[LAVORO DA FARE]: Ricopia tali e quali le righe che vanno da quella contenente "tree. For each one, return a bounding box." a quella contenente "[0,49,170,120]", entrambe incluse, e nient'altro.

___ DATI ESTRATTI

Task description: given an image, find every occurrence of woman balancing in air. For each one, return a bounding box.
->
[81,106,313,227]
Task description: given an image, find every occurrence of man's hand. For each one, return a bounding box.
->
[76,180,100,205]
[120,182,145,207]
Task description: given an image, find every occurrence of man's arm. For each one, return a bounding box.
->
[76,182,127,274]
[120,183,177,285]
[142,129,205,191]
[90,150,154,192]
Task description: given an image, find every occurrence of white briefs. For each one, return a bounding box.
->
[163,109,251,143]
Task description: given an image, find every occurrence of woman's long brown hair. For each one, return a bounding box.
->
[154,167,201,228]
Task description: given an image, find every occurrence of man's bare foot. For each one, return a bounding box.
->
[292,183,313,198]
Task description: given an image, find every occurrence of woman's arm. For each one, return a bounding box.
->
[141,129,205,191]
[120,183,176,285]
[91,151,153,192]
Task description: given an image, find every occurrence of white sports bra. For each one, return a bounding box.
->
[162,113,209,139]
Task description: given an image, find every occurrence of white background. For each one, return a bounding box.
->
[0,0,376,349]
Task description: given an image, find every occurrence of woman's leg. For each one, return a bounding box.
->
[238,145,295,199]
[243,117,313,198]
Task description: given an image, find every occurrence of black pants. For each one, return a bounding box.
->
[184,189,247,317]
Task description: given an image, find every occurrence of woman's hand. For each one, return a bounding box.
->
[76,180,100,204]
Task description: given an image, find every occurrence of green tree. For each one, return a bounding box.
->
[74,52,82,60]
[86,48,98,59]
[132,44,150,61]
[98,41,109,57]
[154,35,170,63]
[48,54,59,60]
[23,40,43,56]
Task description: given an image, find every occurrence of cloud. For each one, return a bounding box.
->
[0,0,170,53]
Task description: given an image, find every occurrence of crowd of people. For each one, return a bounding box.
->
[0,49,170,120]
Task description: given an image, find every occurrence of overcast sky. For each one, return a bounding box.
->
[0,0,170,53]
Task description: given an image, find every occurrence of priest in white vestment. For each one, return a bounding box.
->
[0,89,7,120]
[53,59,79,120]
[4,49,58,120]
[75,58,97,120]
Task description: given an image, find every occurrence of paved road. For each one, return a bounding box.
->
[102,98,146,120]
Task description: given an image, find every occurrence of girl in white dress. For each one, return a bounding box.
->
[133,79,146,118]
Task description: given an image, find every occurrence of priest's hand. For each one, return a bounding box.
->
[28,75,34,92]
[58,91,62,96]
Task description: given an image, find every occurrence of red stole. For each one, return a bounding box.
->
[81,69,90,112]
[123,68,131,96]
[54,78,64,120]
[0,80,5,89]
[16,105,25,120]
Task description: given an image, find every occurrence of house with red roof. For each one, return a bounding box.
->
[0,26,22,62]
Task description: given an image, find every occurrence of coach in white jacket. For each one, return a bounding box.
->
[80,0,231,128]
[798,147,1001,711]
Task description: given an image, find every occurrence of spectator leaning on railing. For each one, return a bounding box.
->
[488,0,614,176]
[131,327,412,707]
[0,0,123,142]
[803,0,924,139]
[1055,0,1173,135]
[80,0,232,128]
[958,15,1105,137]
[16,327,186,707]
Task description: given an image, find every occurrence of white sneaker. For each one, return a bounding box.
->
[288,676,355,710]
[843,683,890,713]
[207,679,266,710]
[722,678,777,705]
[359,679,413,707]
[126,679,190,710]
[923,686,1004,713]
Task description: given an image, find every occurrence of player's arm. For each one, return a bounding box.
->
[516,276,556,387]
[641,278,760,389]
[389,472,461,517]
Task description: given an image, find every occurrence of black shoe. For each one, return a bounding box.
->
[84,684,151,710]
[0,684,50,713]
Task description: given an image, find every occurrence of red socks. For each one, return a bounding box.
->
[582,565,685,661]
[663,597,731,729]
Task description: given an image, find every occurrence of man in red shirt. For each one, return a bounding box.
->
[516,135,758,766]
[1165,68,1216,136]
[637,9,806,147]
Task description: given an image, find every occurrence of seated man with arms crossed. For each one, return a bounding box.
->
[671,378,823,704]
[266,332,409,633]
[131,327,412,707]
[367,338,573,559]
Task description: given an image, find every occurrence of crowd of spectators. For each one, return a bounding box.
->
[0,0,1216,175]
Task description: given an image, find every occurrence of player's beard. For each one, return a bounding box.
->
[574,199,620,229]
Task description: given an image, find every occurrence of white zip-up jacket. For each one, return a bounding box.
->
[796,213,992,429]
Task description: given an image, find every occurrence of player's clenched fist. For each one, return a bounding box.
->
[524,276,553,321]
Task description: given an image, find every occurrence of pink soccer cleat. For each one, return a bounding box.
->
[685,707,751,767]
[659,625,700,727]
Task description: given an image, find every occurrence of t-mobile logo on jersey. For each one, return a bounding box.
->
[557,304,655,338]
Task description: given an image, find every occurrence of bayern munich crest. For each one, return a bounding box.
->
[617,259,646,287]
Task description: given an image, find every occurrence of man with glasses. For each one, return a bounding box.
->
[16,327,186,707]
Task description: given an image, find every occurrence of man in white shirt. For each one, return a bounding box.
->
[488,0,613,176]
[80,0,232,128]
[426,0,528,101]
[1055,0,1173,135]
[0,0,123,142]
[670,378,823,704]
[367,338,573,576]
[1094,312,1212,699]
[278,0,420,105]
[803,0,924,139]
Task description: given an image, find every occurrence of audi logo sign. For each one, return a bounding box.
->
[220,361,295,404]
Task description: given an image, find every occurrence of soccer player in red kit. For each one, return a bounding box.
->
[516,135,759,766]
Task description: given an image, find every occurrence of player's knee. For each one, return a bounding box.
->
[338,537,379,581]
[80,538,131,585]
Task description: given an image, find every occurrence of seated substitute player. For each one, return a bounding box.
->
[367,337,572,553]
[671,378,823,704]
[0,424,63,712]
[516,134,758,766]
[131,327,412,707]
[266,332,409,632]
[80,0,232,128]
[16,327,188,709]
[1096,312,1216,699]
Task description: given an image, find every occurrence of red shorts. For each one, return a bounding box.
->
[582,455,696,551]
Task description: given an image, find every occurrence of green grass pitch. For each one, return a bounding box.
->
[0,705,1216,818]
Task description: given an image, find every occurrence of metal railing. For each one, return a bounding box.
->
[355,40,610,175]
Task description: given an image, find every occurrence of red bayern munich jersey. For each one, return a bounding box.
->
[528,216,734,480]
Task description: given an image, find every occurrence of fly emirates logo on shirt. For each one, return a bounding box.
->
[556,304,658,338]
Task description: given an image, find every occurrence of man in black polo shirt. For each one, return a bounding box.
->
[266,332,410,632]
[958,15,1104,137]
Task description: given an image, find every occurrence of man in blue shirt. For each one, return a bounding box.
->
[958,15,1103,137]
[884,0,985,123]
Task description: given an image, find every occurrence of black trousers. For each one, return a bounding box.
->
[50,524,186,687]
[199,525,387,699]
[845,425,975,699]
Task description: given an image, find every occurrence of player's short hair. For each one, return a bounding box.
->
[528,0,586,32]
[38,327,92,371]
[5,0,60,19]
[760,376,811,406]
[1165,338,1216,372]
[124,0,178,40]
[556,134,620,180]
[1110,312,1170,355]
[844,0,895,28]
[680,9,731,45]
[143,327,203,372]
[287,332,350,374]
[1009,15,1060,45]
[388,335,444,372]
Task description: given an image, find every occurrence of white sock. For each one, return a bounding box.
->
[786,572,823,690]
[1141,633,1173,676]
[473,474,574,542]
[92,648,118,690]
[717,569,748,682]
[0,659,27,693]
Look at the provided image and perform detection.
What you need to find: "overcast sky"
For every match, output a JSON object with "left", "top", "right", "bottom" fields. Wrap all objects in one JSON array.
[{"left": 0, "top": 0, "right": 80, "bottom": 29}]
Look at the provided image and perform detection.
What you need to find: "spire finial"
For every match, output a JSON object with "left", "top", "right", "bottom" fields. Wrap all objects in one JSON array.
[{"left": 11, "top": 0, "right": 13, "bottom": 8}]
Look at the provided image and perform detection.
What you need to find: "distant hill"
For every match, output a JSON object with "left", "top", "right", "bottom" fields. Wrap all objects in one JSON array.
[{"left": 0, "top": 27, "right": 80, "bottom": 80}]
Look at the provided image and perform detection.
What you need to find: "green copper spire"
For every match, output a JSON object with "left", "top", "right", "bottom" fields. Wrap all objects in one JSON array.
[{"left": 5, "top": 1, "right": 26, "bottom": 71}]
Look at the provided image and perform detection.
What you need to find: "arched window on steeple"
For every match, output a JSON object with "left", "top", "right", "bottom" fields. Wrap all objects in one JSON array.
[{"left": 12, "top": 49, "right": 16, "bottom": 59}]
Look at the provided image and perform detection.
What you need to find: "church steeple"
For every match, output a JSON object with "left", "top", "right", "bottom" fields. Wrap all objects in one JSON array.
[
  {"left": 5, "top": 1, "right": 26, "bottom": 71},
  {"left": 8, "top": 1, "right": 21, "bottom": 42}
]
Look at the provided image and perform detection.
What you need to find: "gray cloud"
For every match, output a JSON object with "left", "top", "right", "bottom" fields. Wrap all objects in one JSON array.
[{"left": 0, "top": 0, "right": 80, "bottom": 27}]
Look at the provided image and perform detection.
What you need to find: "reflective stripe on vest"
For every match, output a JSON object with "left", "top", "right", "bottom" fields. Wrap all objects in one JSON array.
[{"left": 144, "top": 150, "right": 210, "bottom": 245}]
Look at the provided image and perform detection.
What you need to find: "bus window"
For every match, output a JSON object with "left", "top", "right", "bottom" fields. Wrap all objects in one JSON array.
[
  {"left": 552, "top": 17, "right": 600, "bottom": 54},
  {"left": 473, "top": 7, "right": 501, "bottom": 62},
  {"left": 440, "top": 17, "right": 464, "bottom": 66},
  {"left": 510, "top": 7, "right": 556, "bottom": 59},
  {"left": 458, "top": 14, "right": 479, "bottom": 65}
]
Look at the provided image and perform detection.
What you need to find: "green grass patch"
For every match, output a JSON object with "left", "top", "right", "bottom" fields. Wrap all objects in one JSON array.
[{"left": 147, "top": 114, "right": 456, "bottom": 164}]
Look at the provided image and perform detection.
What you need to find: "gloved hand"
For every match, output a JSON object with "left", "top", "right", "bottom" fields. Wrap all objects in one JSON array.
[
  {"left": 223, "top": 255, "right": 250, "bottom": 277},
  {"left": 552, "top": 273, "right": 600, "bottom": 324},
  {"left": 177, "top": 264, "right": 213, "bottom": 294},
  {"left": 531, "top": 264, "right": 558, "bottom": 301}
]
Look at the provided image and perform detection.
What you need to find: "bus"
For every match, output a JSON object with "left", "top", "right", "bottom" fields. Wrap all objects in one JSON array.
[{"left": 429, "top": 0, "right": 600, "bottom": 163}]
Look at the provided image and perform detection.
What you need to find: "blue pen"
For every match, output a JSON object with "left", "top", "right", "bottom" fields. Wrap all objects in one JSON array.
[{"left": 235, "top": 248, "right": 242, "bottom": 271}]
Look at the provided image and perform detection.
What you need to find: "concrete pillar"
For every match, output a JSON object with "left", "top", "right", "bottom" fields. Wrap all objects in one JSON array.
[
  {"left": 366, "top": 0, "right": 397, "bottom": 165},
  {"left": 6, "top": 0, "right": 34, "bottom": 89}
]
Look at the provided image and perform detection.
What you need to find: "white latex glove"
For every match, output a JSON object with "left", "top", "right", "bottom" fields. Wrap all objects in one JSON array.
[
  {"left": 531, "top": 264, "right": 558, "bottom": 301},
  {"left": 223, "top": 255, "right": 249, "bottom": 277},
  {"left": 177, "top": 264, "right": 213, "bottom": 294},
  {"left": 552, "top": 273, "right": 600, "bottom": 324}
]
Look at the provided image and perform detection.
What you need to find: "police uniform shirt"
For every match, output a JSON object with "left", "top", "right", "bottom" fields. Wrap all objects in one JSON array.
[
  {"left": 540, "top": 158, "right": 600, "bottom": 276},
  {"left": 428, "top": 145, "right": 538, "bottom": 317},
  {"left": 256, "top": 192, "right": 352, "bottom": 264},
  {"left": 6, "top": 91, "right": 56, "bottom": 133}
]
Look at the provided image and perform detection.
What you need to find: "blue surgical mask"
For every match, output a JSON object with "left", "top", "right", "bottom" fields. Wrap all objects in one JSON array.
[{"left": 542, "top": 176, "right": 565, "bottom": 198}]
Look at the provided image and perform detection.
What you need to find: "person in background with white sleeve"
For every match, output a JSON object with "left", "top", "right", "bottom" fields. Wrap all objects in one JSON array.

______

[RISPOSTA]:
Task description: given an image, find every occurrence of green tree. For each one, return a bounding box.
->
[74,52,82,60]
[86,48,98,59]
[132,44,150,61]
[98,41,109,57]
[154,35,170,63]
[48,54,59,60]
[23,40,43,56]
Task description: given an image, find every occurrence of cloud. For each one, return a bounding box.
->
[0,0,170,53]
Task description: given an image, find every occurrence of crowd of people. For each one, return a bounding box.
->
[0,49,170,120]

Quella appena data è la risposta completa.